▶ TASK:
Could you copy out, character for character, only the lines of the records starting at the line that contains "Where can the audi rings" and ending at the line that contains "point(249, 231)", including both of those lines?

++++++++

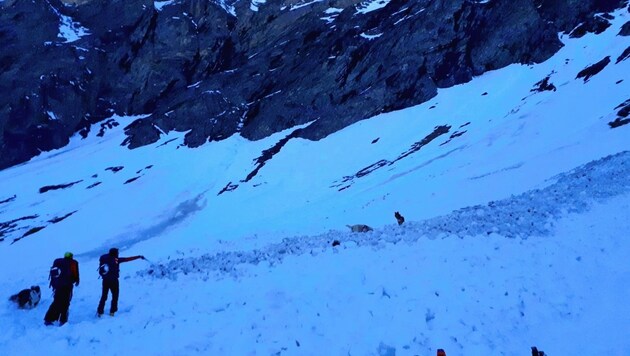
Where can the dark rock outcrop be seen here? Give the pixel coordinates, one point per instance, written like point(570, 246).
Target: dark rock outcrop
point(214, 69)
point(593, 69)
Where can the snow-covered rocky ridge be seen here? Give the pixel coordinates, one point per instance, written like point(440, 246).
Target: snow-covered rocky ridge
point(460, 274)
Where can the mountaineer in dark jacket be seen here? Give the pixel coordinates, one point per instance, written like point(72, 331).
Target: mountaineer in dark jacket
point(110, 271)
point(63, 275)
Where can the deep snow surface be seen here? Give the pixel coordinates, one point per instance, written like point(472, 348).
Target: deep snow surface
point(516, 233)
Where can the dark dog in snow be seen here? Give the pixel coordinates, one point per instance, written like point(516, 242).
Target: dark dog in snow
point(359, 228)
point(27, 298)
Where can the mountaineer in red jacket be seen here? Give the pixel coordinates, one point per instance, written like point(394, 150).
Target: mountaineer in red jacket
point(110, 271)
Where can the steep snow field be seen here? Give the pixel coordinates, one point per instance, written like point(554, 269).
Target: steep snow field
point(517, 208)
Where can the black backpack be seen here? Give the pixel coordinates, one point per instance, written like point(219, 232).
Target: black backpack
point(106, 267)
point(60, 273)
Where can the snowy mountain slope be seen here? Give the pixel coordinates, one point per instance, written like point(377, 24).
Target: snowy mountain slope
point(475, 143)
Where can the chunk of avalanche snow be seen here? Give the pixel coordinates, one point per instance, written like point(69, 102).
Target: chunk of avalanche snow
point(159, 5)
point(332, 13)
point(370, 37)
point(51, 115)
point(371, 5)
point(333, 10)
point(255, 4)
point(69, 30)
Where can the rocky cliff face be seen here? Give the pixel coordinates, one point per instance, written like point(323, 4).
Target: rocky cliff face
point(215, 68)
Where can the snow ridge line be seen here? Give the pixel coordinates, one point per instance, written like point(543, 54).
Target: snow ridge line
point(529, 214)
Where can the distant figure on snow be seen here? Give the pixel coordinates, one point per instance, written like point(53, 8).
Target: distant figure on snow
point(64, 274)
point(110, 271)
point(535, 352)
point(360, 228)
point(27, 298)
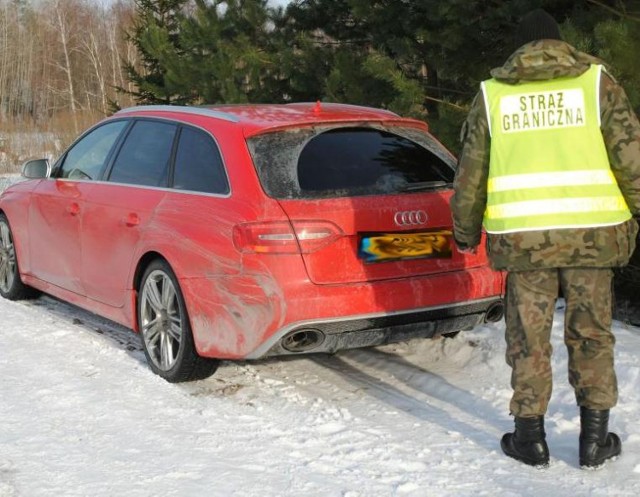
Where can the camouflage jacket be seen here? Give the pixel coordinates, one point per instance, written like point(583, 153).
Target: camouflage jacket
point(609, 246)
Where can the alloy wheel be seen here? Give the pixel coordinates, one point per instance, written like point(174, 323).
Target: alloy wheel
point(7, 258)
point(161, 319)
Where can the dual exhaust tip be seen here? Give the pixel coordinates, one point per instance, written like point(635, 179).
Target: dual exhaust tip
point(308, 339)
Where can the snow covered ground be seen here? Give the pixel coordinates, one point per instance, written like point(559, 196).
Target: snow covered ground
point(82, 415)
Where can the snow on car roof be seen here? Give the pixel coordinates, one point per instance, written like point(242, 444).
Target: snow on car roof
point(258, 118)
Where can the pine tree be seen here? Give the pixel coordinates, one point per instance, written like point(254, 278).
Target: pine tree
point(155, 33)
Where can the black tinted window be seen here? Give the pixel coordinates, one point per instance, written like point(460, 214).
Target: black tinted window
point(199, 164)
point(86, 158)
point(145, 155)
point(342, 162)
point(353, 159)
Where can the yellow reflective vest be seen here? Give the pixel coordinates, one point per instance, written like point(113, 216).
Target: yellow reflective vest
point(549, 166)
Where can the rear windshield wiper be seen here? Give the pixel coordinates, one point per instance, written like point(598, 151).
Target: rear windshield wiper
point(425, 185)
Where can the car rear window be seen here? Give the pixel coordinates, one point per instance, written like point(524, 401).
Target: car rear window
point(349, 161)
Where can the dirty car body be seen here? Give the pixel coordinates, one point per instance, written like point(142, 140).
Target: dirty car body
point(242, 232)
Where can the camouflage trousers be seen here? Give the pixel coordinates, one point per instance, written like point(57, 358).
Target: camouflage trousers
point(530, 307)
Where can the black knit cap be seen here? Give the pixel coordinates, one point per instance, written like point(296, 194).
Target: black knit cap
point(537, 25)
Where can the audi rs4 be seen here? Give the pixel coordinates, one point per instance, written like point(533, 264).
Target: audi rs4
point(243, 232)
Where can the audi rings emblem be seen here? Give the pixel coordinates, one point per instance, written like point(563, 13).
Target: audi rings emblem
point(410, 218)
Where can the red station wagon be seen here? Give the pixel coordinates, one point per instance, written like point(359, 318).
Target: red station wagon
point(249, 231)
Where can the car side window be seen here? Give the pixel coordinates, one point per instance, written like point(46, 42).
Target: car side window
point(86, 158)
point(198, 164)
point(145, 155)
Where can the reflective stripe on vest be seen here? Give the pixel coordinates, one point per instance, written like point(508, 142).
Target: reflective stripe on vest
point(537, 181)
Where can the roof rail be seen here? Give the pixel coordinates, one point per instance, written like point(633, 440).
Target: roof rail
point(351, 106)
point(200, 111)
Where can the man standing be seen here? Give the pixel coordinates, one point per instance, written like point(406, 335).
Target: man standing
point(551, 167)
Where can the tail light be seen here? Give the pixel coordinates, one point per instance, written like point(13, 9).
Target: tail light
point(283, 237)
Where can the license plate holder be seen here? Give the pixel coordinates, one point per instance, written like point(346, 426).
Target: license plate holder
point(389, 247)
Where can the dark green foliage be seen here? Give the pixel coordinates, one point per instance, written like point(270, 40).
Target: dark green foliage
point(422, 58)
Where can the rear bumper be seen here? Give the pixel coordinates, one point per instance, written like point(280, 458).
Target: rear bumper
point(328, 336)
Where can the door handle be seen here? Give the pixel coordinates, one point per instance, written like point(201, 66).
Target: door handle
point(73, 209)
point(131, 220)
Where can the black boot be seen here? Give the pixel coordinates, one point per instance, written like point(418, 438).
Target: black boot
point(527, 444)
point(597, 444)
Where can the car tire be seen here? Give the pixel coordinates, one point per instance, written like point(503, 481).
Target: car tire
point(165, 330)
point(11, 286)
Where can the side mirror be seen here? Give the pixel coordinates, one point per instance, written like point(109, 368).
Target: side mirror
point(36, 169)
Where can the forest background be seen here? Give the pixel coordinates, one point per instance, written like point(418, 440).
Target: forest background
point(65, 64)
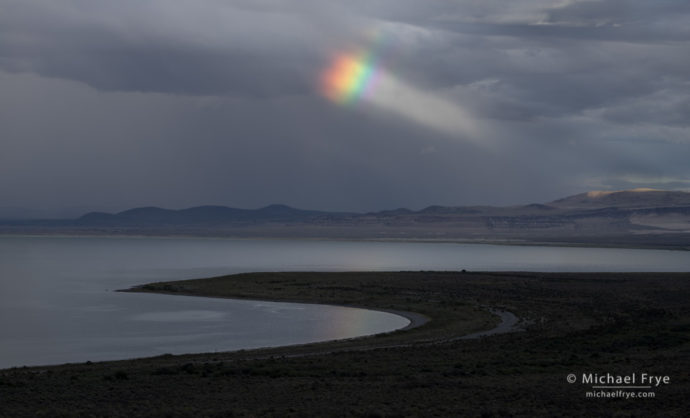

++++++++

▶ PROBLEM SOLUTION:
Where can the audi rings emblem be seen here? Give the pixel coordinates, one point per instance, written like point(563, 13).
Target: audi rings emblem
point(410, 218)
Where can the red station wagon be seen here? Give the pixel coordinates, one point per instance, written like point(359, 318).
Target: red station wagon
point(249, 231)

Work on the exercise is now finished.